Dataset records on where objects are located:

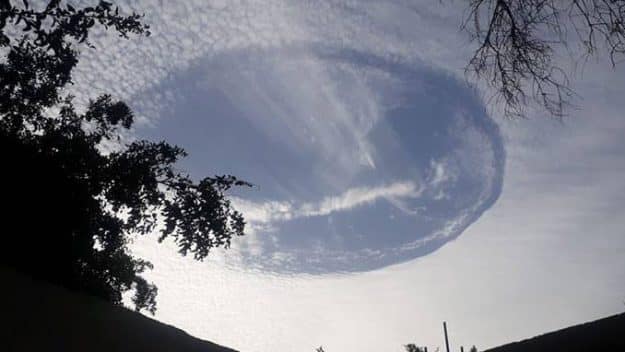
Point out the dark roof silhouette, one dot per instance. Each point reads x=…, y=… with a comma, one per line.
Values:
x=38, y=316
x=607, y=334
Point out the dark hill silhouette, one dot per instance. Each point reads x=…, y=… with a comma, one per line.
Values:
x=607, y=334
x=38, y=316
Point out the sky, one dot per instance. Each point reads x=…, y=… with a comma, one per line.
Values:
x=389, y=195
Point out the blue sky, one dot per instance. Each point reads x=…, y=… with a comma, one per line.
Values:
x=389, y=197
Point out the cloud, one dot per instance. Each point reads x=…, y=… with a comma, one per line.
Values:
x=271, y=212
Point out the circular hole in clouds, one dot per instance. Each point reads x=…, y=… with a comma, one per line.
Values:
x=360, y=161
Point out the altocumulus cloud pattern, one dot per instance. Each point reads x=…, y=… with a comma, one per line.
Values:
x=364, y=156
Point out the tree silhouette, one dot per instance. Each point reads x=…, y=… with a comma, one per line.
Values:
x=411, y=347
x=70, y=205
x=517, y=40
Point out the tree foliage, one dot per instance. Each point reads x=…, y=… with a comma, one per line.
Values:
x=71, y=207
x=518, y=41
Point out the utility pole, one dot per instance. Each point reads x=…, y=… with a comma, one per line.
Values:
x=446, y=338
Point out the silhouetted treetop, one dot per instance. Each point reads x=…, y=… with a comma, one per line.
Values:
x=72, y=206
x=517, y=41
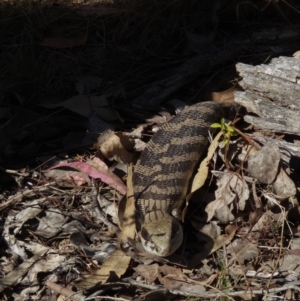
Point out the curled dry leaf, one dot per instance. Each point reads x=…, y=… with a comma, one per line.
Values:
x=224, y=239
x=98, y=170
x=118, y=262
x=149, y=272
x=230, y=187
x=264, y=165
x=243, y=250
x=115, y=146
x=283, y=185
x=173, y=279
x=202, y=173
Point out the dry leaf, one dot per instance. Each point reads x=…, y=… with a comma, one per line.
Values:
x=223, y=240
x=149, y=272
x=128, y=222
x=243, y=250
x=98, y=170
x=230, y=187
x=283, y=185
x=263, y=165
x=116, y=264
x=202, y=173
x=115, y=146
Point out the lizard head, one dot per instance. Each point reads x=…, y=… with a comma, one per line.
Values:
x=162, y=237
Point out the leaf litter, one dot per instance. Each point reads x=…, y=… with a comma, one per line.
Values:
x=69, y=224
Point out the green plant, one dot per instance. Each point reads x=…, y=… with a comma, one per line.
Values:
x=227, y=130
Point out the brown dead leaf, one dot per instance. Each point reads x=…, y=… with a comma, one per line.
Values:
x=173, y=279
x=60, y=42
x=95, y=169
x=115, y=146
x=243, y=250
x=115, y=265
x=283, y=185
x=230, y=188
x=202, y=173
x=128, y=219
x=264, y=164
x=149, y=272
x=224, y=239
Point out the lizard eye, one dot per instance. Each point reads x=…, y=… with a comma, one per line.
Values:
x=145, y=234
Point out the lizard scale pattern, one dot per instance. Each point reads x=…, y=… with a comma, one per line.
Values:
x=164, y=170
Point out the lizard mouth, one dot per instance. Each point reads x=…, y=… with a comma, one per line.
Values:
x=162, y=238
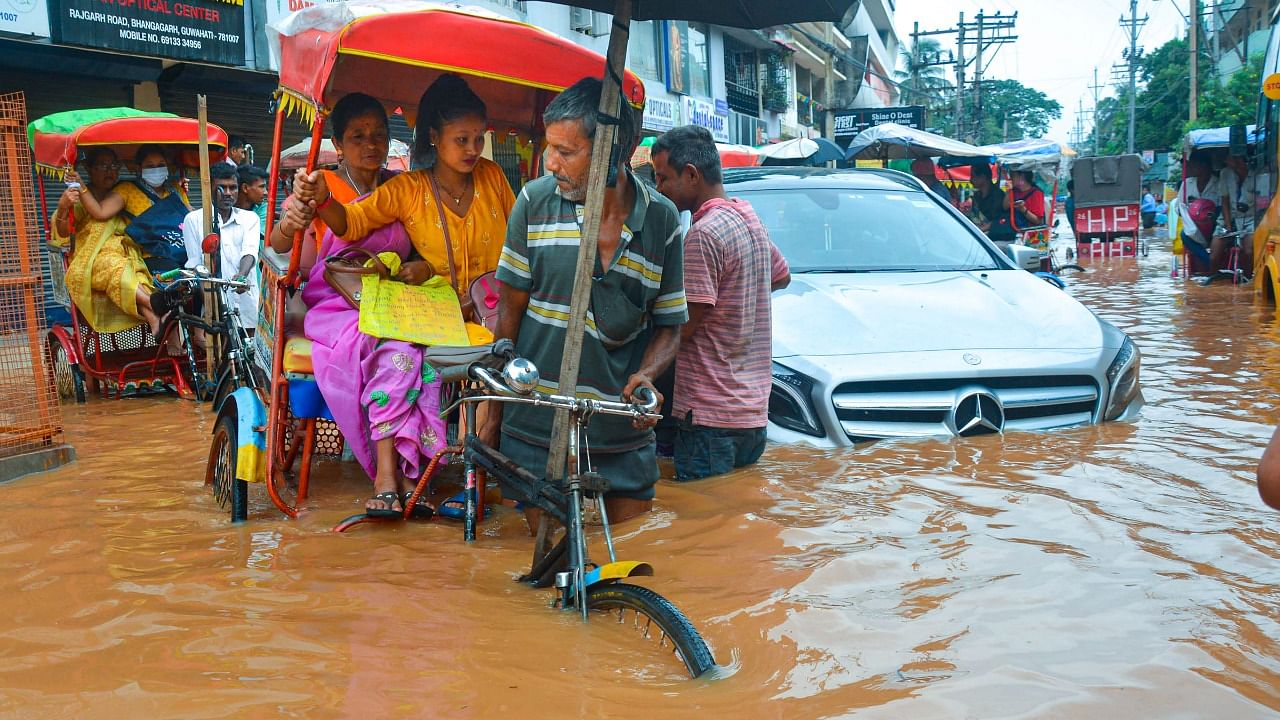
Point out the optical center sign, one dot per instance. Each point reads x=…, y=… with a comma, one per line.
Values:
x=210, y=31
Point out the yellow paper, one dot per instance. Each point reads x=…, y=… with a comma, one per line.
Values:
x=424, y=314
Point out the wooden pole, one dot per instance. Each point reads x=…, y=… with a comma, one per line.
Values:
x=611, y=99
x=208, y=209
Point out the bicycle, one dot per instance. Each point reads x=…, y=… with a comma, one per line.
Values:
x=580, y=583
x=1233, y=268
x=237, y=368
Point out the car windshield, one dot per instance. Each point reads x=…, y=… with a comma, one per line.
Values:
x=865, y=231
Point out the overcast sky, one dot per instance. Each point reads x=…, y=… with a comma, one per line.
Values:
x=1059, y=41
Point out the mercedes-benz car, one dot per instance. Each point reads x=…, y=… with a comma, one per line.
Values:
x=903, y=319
---
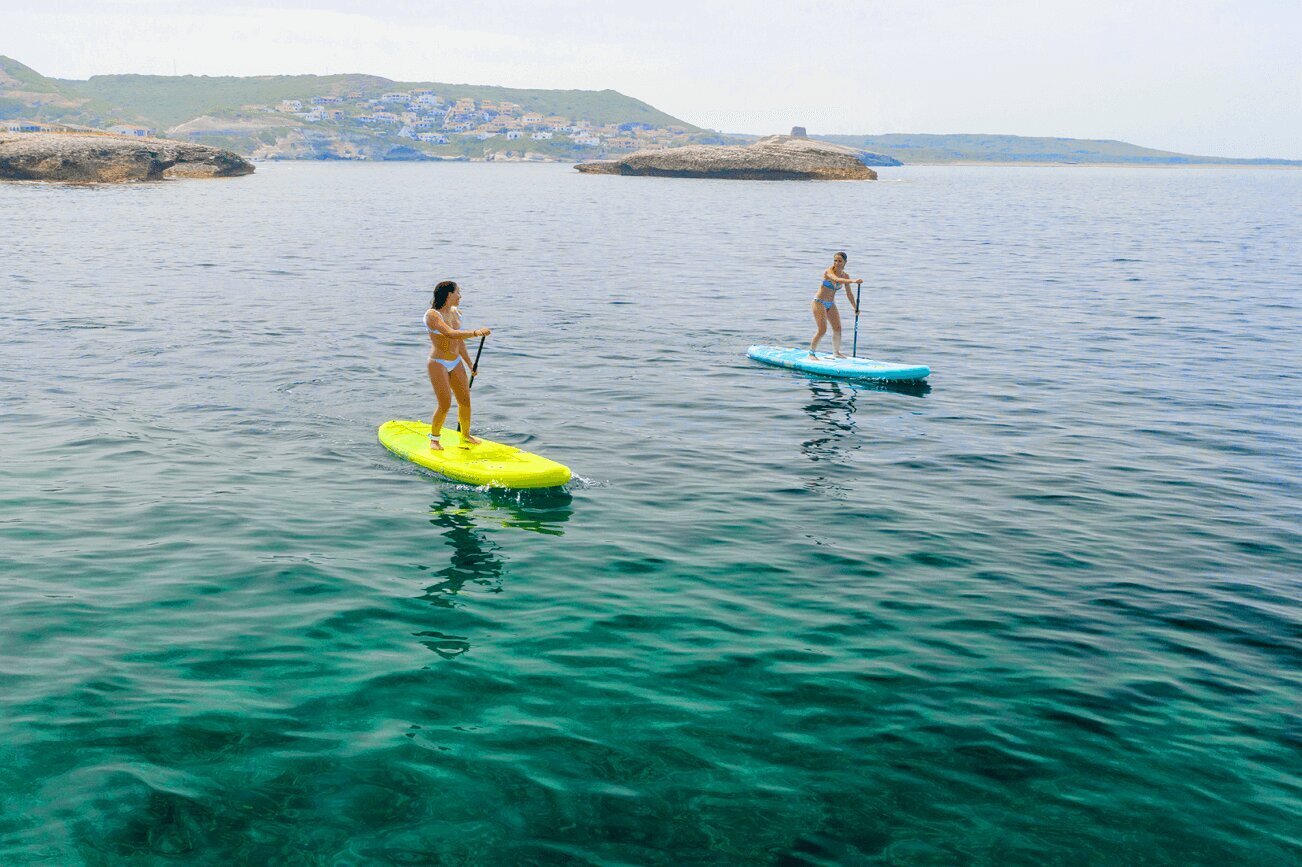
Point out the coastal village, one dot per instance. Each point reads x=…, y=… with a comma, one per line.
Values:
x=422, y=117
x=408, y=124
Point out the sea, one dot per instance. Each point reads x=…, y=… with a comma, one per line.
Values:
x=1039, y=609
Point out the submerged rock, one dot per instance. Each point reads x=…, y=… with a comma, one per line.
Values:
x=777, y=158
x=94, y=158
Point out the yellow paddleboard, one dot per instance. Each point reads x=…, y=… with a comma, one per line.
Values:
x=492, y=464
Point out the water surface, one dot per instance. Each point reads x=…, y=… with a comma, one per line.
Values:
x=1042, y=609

**PROBLEM DESCRIPTION**.
Below the listing, write out the stretch from the line containing "Point out the bicycle, one" through the line containing "x=1059, y=41", keeping every line as it appears.

**SOLUTION FOR THIS PROBLEM**.
Point out the bicycle, one dot per instance. Each point reads x=…, y=… with a comma, one per line.
Values:
x=580, y=583
x=1233, y=268
x=237, y=368
Point out the car windshield, one dot per instance. Each point reads x=…, y=… with a comma, one per line.
Values:
x=865, y=231
Point out the overcast sky, one dot per instance. Each point reads x=…, y=… with a comma, one per line.
Values:
x=1059, y=41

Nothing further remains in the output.